+++ EINGABEDATEN +++

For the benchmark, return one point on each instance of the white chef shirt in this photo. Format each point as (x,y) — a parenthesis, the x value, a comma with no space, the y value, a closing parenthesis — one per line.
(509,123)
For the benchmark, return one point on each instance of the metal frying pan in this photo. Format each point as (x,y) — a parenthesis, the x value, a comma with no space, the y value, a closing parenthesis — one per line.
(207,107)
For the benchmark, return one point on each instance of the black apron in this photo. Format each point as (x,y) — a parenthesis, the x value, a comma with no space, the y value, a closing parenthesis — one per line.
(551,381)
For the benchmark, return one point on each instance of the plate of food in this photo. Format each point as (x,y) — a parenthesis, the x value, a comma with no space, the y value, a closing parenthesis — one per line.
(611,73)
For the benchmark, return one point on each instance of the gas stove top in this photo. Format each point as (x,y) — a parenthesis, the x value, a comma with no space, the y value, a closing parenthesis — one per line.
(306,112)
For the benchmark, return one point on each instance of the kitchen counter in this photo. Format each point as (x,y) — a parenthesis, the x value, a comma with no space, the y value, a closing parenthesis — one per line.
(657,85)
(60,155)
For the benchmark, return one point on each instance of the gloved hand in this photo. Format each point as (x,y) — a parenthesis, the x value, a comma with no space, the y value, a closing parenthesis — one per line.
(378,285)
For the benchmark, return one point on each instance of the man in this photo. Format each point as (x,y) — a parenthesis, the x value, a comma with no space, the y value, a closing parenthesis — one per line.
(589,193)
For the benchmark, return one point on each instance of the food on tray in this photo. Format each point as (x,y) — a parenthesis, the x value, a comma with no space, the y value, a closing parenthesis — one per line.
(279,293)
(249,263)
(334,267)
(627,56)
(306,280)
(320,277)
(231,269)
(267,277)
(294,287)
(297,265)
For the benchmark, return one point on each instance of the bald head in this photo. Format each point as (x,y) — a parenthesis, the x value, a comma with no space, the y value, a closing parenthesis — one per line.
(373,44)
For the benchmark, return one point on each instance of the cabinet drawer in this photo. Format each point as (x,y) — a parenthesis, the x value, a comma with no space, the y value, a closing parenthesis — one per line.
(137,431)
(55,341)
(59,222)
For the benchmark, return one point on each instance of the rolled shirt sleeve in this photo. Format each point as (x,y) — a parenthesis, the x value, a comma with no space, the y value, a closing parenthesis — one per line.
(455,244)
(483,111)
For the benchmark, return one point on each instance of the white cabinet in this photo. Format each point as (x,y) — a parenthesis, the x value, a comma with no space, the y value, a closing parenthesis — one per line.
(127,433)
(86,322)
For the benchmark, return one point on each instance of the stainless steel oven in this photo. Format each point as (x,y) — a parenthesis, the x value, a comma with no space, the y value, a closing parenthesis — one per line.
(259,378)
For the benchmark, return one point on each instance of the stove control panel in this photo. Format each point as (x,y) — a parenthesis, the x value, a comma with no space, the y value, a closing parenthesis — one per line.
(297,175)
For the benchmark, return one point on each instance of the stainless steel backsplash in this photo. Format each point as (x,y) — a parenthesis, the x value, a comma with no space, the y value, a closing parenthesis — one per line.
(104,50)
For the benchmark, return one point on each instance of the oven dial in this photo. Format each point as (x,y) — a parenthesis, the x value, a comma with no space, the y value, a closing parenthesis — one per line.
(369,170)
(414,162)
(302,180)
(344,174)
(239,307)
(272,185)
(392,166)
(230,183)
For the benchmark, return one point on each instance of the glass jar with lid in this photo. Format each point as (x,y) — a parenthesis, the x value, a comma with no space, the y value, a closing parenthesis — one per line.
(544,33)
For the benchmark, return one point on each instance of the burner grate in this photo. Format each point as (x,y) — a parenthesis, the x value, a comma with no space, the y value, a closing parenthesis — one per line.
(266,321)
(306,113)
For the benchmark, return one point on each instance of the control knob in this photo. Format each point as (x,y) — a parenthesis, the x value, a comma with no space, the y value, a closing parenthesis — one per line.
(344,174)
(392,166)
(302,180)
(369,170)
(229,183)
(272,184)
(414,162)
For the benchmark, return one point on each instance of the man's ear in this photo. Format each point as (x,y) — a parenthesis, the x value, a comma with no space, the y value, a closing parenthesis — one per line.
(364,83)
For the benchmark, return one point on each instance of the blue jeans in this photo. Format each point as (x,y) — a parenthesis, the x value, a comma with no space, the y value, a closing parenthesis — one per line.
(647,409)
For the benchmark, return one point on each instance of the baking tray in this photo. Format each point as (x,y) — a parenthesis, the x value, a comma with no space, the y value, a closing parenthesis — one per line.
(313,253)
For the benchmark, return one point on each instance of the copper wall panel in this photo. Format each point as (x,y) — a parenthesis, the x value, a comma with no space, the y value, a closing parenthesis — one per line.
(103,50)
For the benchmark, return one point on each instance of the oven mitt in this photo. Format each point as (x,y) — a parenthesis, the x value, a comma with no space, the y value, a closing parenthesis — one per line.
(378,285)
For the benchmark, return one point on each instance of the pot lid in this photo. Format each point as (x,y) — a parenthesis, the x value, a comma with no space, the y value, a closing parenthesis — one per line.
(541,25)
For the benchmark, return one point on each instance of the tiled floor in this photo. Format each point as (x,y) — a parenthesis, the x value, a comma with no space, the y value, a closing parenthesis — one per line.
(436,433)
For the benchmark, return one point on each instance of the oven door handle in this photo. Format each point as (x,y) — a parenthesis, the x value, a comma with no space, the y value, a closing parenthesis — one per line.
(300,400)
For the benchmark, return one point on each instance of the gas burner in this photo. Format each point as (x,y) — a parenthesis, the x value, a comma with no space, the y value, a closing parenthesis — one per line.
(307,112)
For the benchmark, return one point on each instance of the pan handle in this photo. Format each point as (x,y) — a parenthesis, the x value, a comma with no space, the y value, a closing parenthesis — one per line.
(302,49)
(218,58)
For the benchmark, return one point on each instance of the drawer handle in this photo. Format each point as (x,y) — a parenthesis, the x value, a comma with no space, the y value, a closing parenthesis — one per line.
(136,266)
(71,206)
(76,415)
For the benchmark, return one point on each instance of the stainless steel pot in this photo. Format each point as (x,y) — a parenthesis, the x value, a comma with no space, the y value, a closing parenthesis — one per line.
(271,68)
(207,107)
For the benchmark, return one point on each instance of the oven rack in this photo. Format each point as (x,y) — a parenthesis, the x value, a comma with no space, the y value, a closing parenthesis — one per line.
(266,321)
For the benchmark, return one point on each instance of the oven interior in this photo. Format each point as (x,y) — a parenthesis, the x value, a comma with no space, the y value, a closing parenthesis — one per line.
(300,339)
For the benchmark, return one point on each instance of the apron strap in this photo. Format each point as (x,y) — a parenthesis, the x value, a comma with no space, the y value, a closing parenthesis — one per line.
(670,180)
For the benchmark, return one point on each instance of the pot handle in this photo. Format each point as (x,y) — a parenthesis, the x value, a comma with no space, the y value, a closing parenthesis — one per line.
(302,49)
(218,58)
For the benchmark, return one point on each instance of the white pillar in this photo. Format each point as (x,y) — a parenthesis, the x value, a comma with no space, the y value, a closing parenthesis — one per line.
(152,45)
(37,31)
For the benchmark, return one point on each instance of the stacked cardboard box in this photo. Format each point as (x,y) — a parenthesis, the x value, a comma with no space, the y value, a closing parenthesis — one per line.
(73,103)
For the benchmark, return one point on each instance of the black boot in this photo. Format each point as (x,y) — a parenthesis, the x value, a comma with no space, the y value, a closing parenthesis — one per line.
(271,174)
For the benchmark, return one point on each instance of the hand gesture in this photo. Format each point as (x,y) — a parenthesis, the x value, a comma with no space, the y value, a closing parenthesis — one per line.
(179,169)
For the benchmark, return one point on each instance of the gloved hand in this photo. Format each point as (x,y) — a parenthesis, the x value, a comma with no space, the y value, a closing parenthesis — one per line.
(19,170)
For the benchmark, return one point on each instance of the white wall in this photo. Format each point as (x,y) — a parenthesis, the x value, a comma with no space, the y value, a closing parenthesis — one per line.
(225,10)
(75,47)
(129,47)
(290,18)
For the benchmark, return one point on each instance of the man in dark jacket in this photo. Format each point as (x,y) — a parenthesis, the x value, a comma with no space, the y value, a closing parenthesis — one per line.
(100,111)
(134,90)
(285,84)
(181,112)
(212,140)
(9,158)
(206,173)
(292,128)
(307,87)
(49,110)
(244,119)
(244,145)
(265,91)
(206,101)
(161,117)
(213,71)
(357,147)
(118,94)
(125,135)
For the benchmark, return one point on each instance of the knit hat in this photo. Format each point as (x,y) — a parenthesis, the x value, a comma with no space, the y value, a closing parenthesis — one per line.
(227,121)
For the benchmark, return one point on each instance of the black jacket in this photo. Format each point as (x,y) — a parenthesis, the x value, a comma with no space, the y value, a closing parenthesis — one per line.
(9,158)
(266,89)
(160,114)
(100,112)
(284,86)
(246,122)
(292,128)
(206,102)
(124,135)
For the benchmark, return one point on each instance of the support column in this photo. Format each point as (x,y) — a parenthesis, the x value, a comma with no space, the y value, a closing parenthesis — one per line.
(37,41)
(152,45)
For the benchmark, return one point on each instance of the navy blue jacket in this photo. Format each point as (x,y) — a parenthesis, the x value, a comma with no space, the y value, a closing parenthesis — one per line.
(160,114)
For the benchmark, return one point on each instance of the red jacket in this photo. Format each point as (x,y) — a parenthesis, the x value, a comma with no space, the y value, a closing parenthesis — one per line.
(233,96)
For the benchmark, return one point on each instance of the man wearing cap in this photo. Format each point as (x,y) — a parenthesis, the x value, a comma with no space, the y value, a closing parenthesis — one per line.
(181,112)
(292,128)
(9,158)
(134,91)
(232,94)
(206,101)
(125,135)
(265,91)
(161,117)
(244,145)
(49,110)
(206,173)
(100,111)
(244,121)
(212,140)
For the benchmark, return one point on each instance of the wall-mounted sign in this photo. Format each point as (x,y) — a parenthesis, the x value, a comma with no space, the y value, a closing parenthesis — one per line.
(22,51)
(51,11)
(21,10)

+++

ZIEL DER AUFGABE
Wandle die Daten in eine Markdown-Tabelle mit den Spalten „Nr.“ und „Text“ um, beginnend mit der Zeile, die „of the wall-mounted“ enthält, und endend mit der letzten Zeile der Daten. Beide Grenzen sind eingeschlossen, und leere Zeilen werden weggelassen.

LÖSUNG
| Nr. | Text |
|---|---|
| 1 | For the benchmark, return one point on each instance of the wall-mounted sign in this photo. Format each point as (x,y) — a parenthesis, the x value, a comma with no space, the y value, a closing parenthesis — one per line. |
| 2 | (22,51) |
| 3 | (51,11) |
| 4 | (21,10) |